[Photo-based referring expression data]
::::::
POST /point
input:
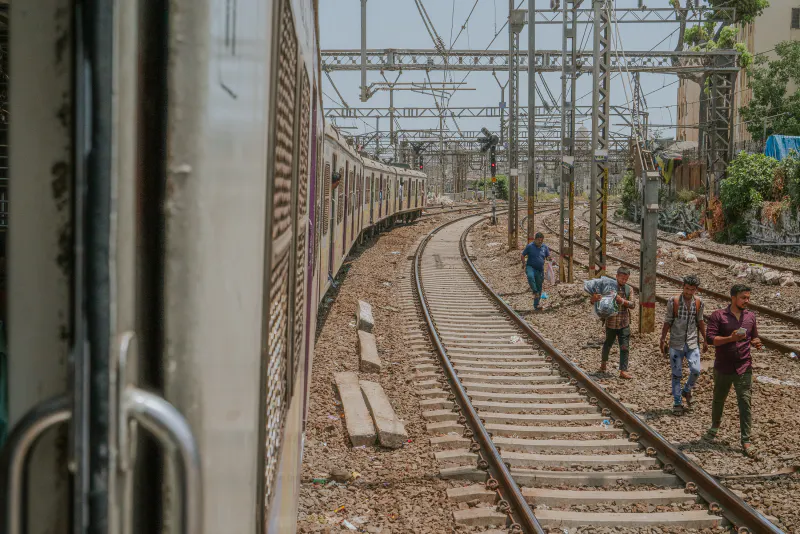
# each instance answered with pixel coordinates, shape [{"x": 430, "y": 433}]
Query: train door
[
  {"x": 88, "y": 142},
  {"x": 371, "y": 196},
  {"x": 345, "y": 206},
  {"x": 400, "y": 196},
  {"x": 332, "y": 218}
]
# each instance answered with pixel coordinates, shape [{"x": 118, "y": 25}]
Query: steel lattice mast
[
  {"x": 568, "y": 80},
  {"x": 600, "y": 140}
]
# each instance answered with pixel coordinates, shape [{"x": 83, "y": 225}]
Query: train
[{"x": 177, "y": 209}]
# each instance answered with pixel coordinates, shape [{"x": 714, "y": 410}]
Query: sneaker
[
  {"x": 711, "y": 434},
  {"x": 750, "y": 451}
]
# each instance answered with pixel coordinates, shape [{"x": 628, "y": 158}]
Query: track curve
[{"x": 554, "y": 426}]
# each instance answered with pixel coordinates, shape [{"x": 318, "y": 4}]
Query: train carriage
[{"x": 178, "y": 210}]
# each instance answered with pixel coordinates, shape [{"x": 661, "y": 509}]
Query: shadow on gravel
[
  {"x": 699, "y": 445},
  {"x": 330, "y": 296}
]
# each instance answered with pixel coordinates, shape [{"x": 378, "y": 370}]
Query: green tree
[
  {"x": 770, "y": 81},
  {"x": 748, "y": 185}
]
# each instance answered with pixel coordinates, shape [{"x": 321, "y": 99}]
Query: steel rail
[
  {"x": 710, "y": 292},
  {"x": 768, "y": 342},
  {"x": 499, "y": 470},
  {"x": 716, "y": 253},
  {"x": 738, "y": 512}
]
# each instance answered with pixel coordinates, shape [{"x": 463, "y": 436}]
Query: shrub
[{"x": 749, "y": 183}]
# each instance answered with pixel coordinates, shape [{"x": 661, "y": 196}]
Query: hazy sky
[{"x": 397, "y": 24}]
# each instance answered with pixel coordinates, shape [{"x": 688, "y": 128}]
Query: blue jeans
[
  {"x": 535, "y": 280},
  {"x": 676, "y": 357}
]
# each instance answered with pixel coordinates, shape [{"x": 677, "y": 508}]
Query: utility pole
[
  {"x": 364, "y": 96},
  {"x": 600, "y": 132},
  {"x": 531, "y": 117},
  {"x": 648, "y": 249},
  {"x": 516, "y": 19},
  {"x": 568, "y": 80},
  {"x": 501, "y": 107}
]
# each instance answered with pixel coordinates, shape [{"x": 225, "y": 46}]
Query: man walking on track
[
  {"x": 618, "y": 326},
  {"x": 683, "y": 321},
  {"x": 537, "y": 252},
  {"x": 732, "y": 331}
]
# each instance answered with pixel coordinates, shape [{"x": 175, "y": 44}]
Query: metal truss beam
[
  {"x": 600, "y": 137},
  {"x": 546, "y": 60},
  {"x": 658, "y": 15},
  {"x": 542, "y": 112}
]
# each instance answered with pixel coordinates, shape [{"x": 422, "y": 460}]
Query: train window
[
  {"x": 340, "y": 199},
  {"x": 326, "y": 199},
  {"x": 276, "y": 365},
  {"x": 301, "y": 211}
]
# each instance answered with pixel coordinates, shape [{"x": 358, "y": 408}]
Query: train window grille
[
  {"x": 275, "y": 395},
  {"x": 298, "y": 326},
  {"x": 340, "y": 200},
  {"x": 326, "y": 199}
]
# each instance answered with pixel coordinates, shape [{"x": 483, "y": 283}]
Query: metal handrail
[
  {"x": 167, "y": 424},
  {"x": 23, "y": 437},
  {"x": 734, "y": 508}
]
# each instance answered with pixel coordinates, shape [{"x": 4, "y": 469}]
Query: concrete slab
[
  {"x": 391, "y": 432},
  {"x": 480, "y": 517},
  {"x": 562, "y": 518},
  {"x": 364, "y": 319},
  {"x": 370, "y": 362},
  {"x": 356, "y": 414}
]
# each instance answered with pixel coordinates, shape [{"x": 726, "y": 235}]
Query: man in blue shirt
[{"x": 537, "y": 252}]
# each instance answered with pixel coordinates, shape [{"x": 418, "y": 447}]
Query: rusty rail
[{"x": 512, "y": 494}]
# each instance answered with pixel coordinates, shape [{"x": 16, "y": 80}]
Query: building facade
[{"x": 779, "y": 22}]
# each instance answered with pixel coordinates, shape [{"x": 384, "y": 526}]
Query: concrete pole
[
  {"x": 648, "y": 249},
  {"x": 512, "y": 115},
  {"x": 364, "y": 97},
  {"x": 531, "y": 118}
]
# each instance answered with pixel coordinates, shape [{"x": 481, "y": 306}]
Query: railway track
[
  {"x": 778, "y": 330},
  {"x": 543, "y": 445},
  {"x": 705, "y": 254}
]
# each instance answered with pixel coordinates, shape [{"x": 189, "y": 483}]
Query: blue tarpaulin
[{"x": 779, "y": 146}]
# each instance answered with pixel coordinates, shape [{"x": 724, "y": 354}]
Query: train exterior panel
[{"x": 230, "y": 207}]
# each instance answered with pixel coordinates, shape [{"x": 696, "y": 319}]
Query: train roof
[{"x": 334, "y": 134}]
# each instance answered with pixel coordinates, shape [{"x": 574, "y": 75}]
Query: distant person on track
[
  {"x": 683, "y": 321},
  {"x": 618, "y": 326},
  {"x": 537, "y": 253},
  {"x": 732, "y": 331}
]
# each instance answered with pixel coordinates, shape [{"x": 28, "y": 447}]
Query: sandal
[{"x": 750, "y": 451}]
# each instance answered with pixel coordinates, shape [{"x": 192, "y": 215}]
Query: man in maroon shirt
[{"x": 732, "y": 330}]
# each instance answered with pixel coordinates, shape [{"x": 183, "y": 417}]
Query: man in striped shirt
[{"x": 618, "y": 326}]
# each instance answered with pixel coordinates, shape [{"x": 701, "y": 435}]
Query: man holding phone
[{"x": 732, "y": 331}]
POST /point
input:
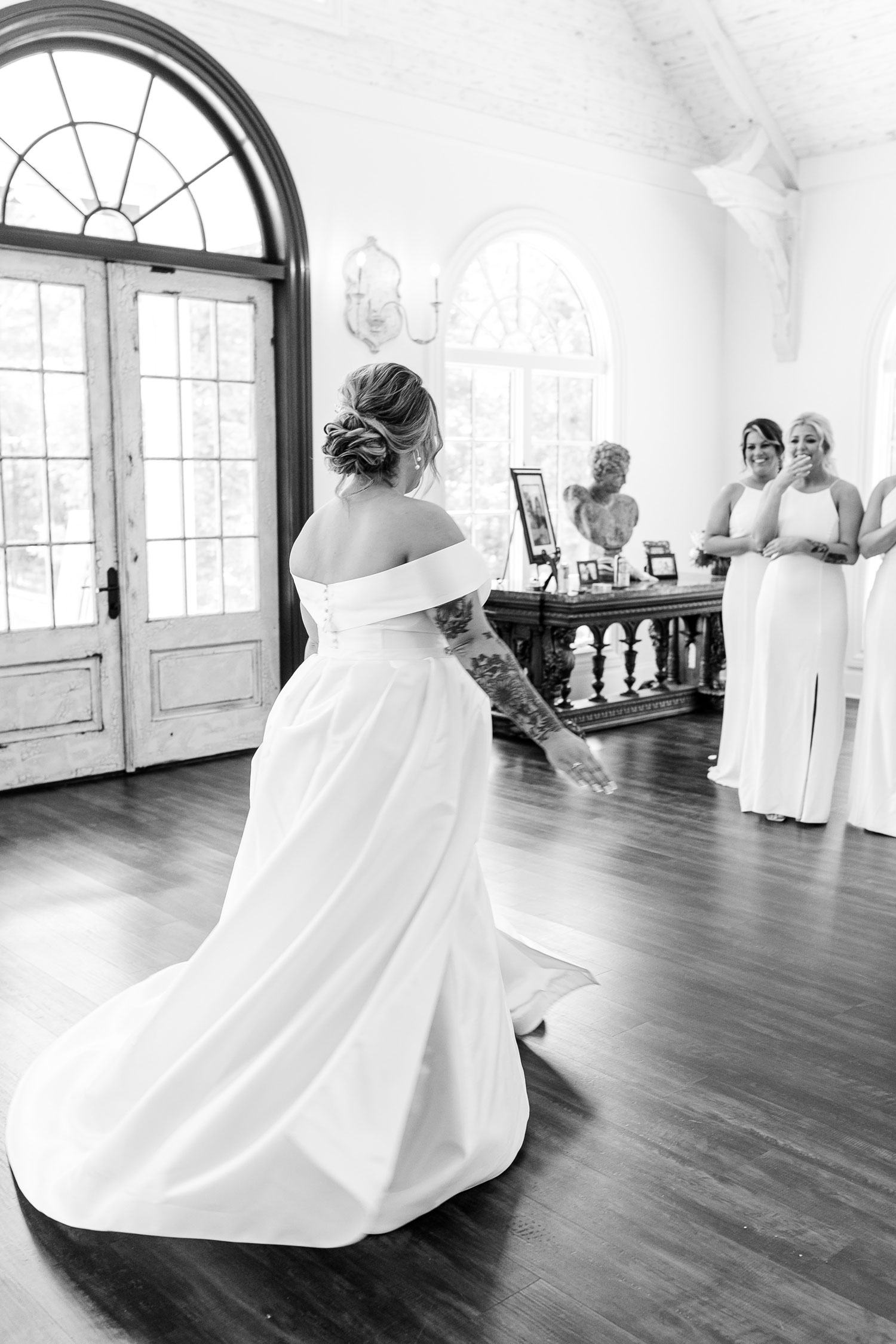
::::::
▶ What to work on: The records above should be returned word for word, with every picture left out.

▶ Your solution:
POST /point
input:
# each instance answered with pixel coordinates, shape [{"x": 430, "y": 433}]
Query: train door
[
  {"x": 88, "y": 142},
  {"x": 371, "y": 196},
  {"x": 345, "y": 206},
  {"x": 400, "y": 196},
  {"x": 332, "y": 218}
]
# each instance answered with pixel coordinates, shape [{"x": 118, "y": 25}]
Query: steel lattice mast
[
  {"x": 568, "y": 80},
  {"x": 600, "y": 140}
]
# each instance answered with pixel coordinates, shape [{"x": 83, "y": 225}]
Query: train
[{"x": 177, "y": 209}]
# each instance answered with pixel coordinates, shape [{"x": 714, "y": 410}]
Query: sneaker
[
  {"x": 711, "y": 434},
  {"x": 750, "y": 451}
]
# each instance answered with pixel coordinates, shape [{"x": 628, "y": 158}]
Query: track curve
[{"x": 554, "y": 426}]
# each instance answered with pixel coordinates, shape [{"x": 318, "y": 4}]
Query: train carriage
[{"x": 178, "y": 210}]
# each instance answered with pixel coordinates, shape [{"x": 661, "y": 509}]
Query: shadow on gravel
[
  {"x": 699, "y": 445},
  {"x": 330, "y": 296}
]
# each instance answered with pixel coordinates, shape [{"x": 378, "y": 370}]
Query: green tree
[
  {"x": 770, "y": 81},
  {"x": 748, "y": 185}
]
# each instance answered with pixel coordinates, shape [{"x": 321, "y": 99}]
Query: steel rail
[
  {"x": 710, "y": 292},
  {"x": 768, "y": 342},
  {"x": 499, "y": 470},
  {"x": 716, "y": 253},
  {"x": 738, "y": 512}
]
# each instance answered with pixel coordinates, shape [{"x": 463, "y": 436}]
Query: shrub
[{"x": 749, "y": 183}]
# each instance answered with pixel coordinates, shape [{"x": 661, "y": 196}]
Query: hazy sky
[{"x": 397, "y": 24}]
# each instance answered with pixel coordinates, shape [{"x": 688, "y": 128}]
Query: blue jeans
[
  {"x": 535, "y": 280},
  {"x": 676, "y": 357}
]
# each instance answered with pixel coordinates, shape [{"x": 677, "y": 508}]
Query: utility pole
[
  {"x": 364, "y": 96},
  {"x": 600, "y": 132},
  {"x": 531, "y": 117},
  {"x": 648, "y": 249},
  {"x": 516, "y": 19},
  {"x": 568, "y": 80},
  {"x": 501, "y": 107}
]
# each instance answered with pixel coordinates, shape [{"x": 225, "y": 46}]
Query: man walking on track
[
  {"x": 618, "y": 326},
  {"x": 683, "y": 321},
  {"x": 537, "y": 252},
  {"x": 732, "y": 331}
]
# each instance answered with pixel coordinates, shape [{"x": 175, "y": 44}]
Query: metal truss beam
[
  {"x": 600, "y": 137},
  {"x": 546, "y": 60},
  {"x": 658, "y": 15},
  {"x": 542, "y": 112}
]
# each instance answered with pixel coordinates, shape [{"x": 422, "y": 460}]
Query: train window
[
  {"x": 340, "y": 199},
  {"x": 326, "y": 199},
  {"x": 276, "y": 365},
  {"x": 301, "y": 211}
]
# each instance answered with pixel coordinates, shape [{"x": 358, "y": 408}]
Query: train window grille
[
  {"x": 275, "y": 395},
  {"x": 298, "y": 326},
  {"x": 340, "y": 200},
  {"x": 326, "y": 199}
]
# each instance answered with pixel coordinates, shape [{"x": 483, "y": 283}]
Query: metal handrail
[
  {"x": 167, "y": 424},
  {"x": 23, "y": 437},
  {"x": 734, "y": 508}
]
# each instance answered with pixel coordinates, shape [{"x": 4, "y": 469}]
Query: concrete slab
[
  {"x": 391, "y": 432},
  {"x": 480, "y": 517},
  {"x": 562, "y": 518},
  {"x": 364, "y": 319},
  {"x": 370, "y": 362},
  {"x": 356, "y": 414}
]
# each instance answered with pixel coordinates, shape [{"x": 726, "y": 235}]
Query: man in blue shirt
[{"x": 537, "y": 252}]
# each instance answered with pixel coordinates, shape [{"x": 418, "y": 447}]
Query: rusty rail
[{"x": 512, "y": 494}]
# each instance answered with pixel coordinates, shape [{"x": 16, "y": 80}]
Query: building facade
[{"x": 779, "y": 22}]
# each instance answered with pixel coordinates, shape [{"x": 384, "y": 526}]
Query: concrete pole
[
  {"x": 648, "y": 249},
  {"x": 512, "y": 115},
  {"x": 364, "y": 97},
  {"x": 531, "y": 118}
]
# each instance answered with pixel coordinates, shape [{"x": 481, "y": 306}]
Query: railway track
[
  {"x": 778, "y": 330},
  {"x": 543, "y": 445},
  {"x": 705, "y": 254}
]
# each instance answered with pixel coordinates, shape [{"x": 189, "y": 483}]
Query: blue tarpaulin
[{"x": 779, "y": 146}]
# each instance answered with pixel coordinates, shape [{"x": 724, "y": 354}]
Query: train exterior panel
[{"x": 230, "y": 207}]
# each instance answered with pixel coordinates, shape [{"x": 696, "y": 319}]
Query: train roof
[{"x": 334, "y": 134}]
# each instance answered with pixel coordinates, shape [{"x": 574, "y": 75}]
Query: distant person on track
[
  {"x": 683, "y": 321},
  {"x": 618, "y": 326},
  {"x": 537, "y": 253},
  {"x": 732, "y": 331}
]
# each instance answered with pixel coordinates, shape [{"x": 28, "y": 447}]
Query: sandal
[{"x": 750, "y": 451}]
# each instance answered with pixel coordinates, shape [{"x": 192, "y": 215}]
Query: man in maroon shirt
[{"x": 732, "y": 330}]
# each instance answered with pixel coordinates, shape [{"x": 183, "y": 417}]
Query: man in striped shirt
[{"x": 618, "y": 326}]
# each instance answered with pixel coordinates, shape [{"x": 701, "y": 435}]
Query: man holding phone
[{"x": 732, "y": 331}]
POST /point
input:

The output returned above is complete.